• **Directive**
Reproduce the lines below from the line with "A point falls on each instance of the police car in" up to and including the line with "(1078, 401)", copying every line in that span and adding 9 to each coordinate value.

• **Stored items from a collection**

+---+

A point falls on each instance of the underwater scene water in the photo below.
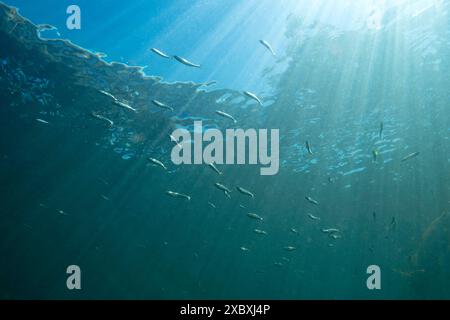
(358, 91)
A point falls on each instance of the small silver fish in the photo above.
(124, 105)
(308, 147)
(162, 105)
(226, 115)
(107, 94)
(186, 62)
(245, 191)
(105, 197)
(268, 46)
(210, 83)
(380, 133)
(103, 118)
(259, 231)
(253, 96)
(410, 156)
(212, 205)
(160, 53)
(157, 163)
(42, 121)
(330, 230)
(213, 166)
(222, 187)
(278, 264)
(178, 195)
(313, 217)
(311, 200)
(62, 212)
(254, 216)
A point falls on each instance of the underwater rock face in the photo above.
(86, 169)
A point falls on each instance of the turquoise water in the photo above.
(364, 82)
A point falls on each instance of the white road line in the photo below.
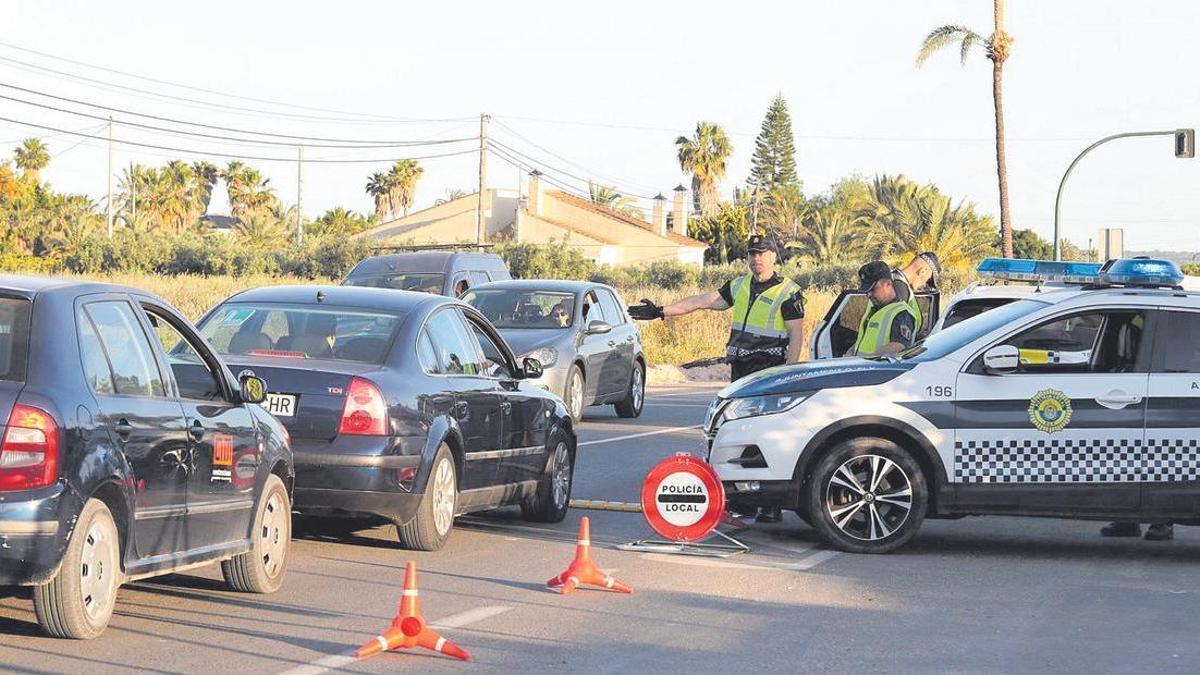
(671, 430)
(337, 661)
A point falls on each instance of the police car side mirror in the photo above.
(599, 328)
(1001, 358)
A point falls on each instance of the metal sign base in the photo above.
(689, 548)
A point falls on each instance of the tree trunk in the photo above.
(1006, 223)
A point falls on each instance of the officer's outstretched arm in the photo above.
(711, 300)
(795, 339)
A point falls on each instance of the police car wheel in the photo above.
(867, 495)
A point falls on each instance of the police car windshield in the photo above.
(969, 330)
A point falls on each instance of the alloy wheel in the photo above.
(97, 569)
(274, 537)
(561, 481)
(869, 497)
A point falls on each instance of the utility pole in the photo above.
(483, 178)
(111, 178)
(299, 189)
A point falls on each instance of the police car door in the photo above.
(1171, 479)
(1062, 431)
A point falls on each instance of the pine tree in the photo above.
(774, 150)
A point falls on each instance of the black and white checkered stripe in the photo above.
(1077, 460)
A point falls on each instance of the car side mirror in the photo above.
(1002, 358)
(252, 388)
(531, 368)
(599, 328)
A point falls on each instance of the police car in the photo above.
(1077, 401)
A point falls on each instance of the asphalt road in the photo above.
(973, 595)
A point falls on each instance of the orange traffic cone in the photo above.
(582, 571)
(408, 628)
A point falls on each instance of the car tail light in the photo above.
(365, 412)
(29, 454)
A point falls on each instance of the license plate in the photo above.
(280, 405)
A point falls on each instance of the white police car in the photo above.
(1078, 401)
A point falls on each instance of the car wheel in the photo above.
(79, 601)
(573, 394)
(631, 406)
(868, 496)
(261, 569)
(431, 527)
(550, 502)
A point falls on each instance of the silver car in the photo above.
(588, 346)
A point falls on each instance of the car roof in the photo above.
(429, 262)
(29, 286)
(561, 285)
(387, 299)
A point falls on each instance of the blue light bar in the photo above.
(1141, 272)
(1019, 269)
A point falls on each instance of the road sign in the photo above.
(683, 499)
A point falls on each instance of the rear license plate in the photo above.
(280, 405)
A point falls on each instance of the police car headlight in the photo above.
(546, 356)
(755, 406)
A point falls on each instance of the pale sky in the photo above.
(607, 87)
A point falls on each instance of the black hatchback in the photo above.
(403, 406)
(127, 451)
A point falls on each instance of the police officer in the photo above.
(889, 323)
(768, 318)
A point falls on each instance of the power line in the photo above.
(217, 137)
(168, 83)
(229, 155)
(217, 106)
(202, 125)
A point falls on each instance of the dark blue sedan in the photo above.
(127, 451)
(401, 405)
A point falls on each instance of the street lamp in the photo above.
(1185, 148)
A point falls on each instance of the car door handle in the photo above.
(1117, 400)
(123, 429)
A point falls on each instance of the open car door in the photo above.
(837, 334)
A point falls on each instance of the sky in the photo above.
(601, 90)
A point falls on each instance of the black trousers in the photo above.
(741, 368)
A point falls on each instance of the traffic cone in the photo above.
(582, 571)
(408, 628)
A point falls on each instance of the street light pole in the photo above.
(1057, 199)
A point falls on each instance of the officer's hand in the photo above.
(646, 311)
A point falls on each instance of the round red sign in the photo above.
(683, 499)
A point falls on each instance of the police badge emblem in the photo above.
(1050, 411)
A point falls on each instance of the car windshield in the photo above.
(401, 281)
(300, 332)
(13, 338)
(510, 308)
(969, 330)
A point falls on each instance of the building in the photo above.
(546, 215)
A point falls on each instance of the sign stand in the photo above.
(683, 500)
(689, 548)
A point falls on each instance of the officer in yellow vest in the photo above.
(768, 311)
(768, 318)
(889, 324)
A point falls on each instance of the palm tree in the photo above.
(997, 47)
(703, 156)
(31, 159)
(378, 187)
(402, 179)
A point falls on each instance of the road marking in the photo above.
(337, 661)
(671, 430)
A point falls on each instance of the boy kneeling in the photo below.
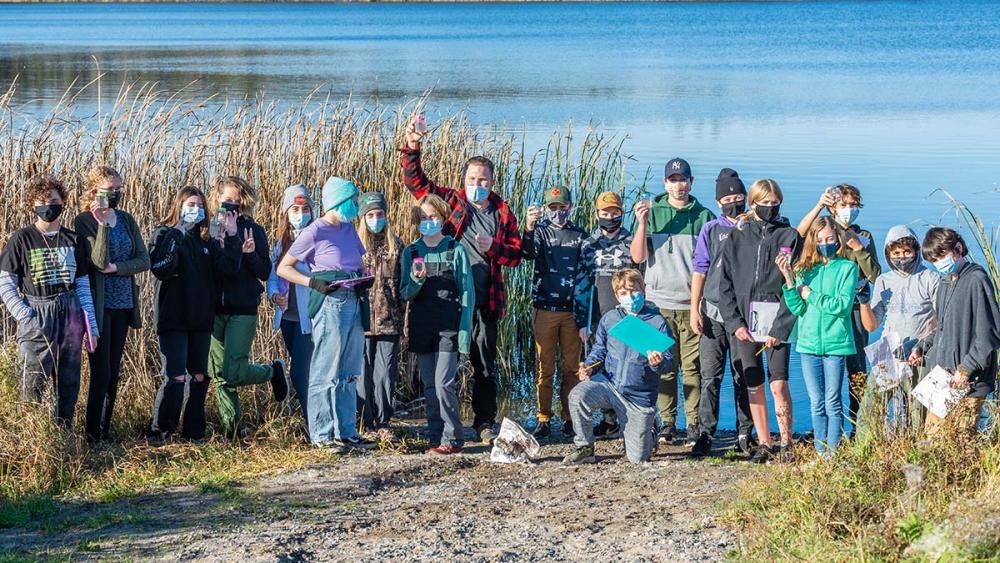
(616, 377)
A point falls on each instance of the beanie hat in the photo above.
(337, 190)
(372, 200)
(295, 195)
(728, 183)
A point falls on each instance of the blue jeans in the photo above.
(338, 361)
(824, 377)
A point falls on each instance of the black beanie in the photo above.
(728, 183)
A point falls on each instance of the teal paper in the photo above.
(639, 336)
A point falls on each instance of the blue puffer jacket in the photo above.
(629, 371)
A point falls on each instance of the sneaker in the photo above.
(542, 430)
(762, 455)
(667, 435)
(580, 456)
(278, 384)
(702, 446)
(445, 450)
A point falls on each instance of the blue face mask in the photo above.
(348, 210)
(298, 221)
(430, 227)
(946, 266)
(192, 215)
(375, 224)
(632, 302)
(828, 250)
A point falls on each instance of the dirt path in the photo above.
(416, 507)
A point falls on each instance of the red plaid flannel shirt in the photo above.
(506, 248)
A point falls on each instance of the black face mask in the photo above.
(48, 213)
(734, 208)
(768, 214)
(610, 225)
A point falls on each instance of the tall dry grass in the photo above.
(162, 140)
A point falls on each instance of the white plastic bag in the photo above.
(514, 444)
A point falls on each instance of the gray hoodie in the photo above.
(904, 301)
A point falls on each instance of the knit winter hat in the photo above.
(728, 183)
(337, 190)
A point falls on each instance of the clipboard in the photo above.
(639, 336)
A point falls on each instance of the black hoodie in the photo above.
(748, 273)
(187, 269)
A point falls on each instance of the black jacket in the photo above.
(240, 292)
(748, 273)
(187, 269)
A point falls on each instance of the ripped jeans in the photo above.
(338, 360)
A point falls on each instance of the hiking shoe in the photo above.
(762, 455)
(667, 435)
(582, 455)
(445, 450)
(702, 446)
(543, 430)
(278, 384)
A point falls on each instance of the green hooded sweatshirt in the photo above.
(672, 236)
(824, 326)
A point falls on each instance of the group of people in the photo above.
(739, 288)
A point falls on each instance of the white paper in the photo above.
(936, 393)
(762, 315)
(513, 444)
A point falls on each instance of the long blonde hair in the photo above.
(810, 254)
(759, 190)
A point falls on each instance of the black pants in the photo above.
(105, 367)
(183, 353)
(483, 356)
(713, 348)
(858, 363)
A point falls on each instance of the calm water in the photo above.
(896, 97)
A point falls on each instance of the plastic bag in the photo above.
(513, 444)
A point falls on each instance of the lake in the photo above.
(898, 98)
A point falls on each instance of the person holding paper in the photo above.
(967, 334)
(616, 376)
(820, 292)
(751, 299)
(44, 285)
(843, 203)
(291, 300)
(113, 242)
(385, 315)
(331, 248)
(437, 282)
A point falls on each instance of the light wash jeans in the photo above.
(824, 377)
(338, 360)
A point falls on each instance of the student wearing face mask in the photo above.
(751, 296)
(485, 225)
(967, 332)
(707, 321)
(820, 292)
(618, 378)
(187, 268)
(44, 285)
(554, 245)
(332, 251)
(666, 231)
(236, 315)
(604, 253)
(843, 203)
(437, 282)
(902, 298)
(291, 301)
(113, 242)
(384, 312)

+---+

• **In response**
A point falls on each instance of the police car in the photo above.
(1086, 410)
A point falls on each instance of the asphalt road in the photo above.
(982, 604)
A point falls on each instance of the orange traffic cone in the photo above.
(591, 580)
(417, 637)
A point falls on each instance of the car tail light in the photo above.
(374, 421)
(38, 463)
A point falls on each instance of the license plate in the photo above.
(289, 414)
A point falls on each instance of the white police car in the photo above.
(1087, 410)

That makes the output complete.